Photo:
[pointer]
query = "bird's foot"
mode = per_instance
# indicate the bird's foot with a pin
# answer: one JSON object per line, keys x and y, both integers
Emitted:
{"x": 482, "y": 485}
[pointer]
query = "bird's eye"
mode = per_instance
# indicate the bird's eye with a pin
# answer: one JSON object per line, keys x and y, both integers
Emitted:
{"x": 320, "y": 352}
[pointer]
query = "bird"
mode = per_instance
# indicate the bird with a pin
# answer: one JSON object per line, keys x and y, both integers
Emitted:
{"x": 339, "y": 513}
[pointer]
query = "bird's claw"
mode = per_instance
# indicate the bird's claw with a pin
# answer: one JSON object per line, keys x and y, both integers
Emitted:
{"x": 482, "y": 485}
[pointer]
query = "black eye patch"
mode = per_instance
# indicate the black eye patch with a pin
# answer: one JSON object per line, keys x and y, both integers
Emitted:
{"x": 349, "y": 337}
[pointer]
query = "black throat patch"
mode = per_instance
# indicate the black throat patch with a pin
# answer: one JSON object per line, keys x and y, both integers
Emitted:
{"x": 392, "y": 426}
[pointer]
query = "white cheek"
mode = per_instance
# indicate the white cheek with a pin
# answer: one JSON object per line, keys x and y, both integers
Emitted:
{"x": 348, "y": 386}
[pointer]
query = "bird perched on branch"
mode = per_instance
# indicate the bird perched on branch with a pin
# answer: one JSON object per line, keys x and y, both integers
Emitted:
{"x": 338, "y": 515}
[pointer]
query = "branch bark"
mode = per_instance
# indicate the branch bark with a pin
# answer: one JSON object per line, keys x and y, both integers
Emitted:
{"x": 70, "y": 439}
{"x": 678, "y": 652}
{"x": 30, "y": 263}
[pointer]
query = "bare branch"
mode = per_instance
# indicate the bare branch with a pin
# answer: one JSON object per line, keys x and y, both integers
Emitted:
════════════════
WHAT THE TASK REQUIRES:
Your answer must consist of every line above, reproduced exactly.

ANSWER TO THIS PROBLEM:
Photo:
[pointer]
query = "bird's foot"
mode = per_instance
# indicate the bird's foot with a pin
# answer: one JSON object per line, keys x and y, both integers
Emitted:
{"x": 482, "y": 485}
[pointer]
query = "bird's eye"
mode = per_instance
# indicate the bird's eye with a pin
# answer: one JSON object per line, keys x and y, both integers
Emitted:
{"x": 320, "y": 352}
[pointer]
query = "bird"
mode = per_instance
# indicate the bird with a pin
# answer: one JSON object per line, keys x and y, both integers
Emitted:
{"x": 339, "y": 513}
[pointer]
query = "bird's claw"
mode = per_instance
# indicate the bird's claw with a pin
# answer: one JSON object per line, keys x and y, both integers
Emitted:
{"x": 482, "y": 485}
[pointer]
query = "black eye patch"
mode = per_instance
# indicate the black eye patch with a pin
# answer: one JSON object per line, keys x and y, both integers
Emitted:
{"x": 349, "y": 337}
[pointer]
query = "black throat patch"
mode = per_instance
# indicate the black throat patch with a pin
# answer: one JSON object per line, keys x and y, both integers
Emitted:
{"x": 392, "y": 426}
[pointer]
query = "white cheek"
mode = per_instance
# indicate the white cheek with a pin
# answer: one JSON object per line, keys x and y, both integers
Emitted:
{"x": 348, "y": 386}
[pointer]
query = "bird perched on branch"
mode = per_instance
# indicate the bird perched on branch with a pin
# answer: one JSON object per line, keys x and y, both integers
Emitted:
{"x": 338, "y": 515}
[pointer]
query = "branch bark"
mode = per_instance
# indicate the branch bark with a pin
# answer: one JSON object per line, keys x and y, both integers
Emitted:
{"x": 70, "y": 439}
{"x": 678, "y": 652}
{"x": 30, "y": 263}
[pointer]
query = "bare branch"
mode = per_instance
# indicate the bare branch with a pin
# answer: one JSON object per line, keys x and y, both integers
Emitted:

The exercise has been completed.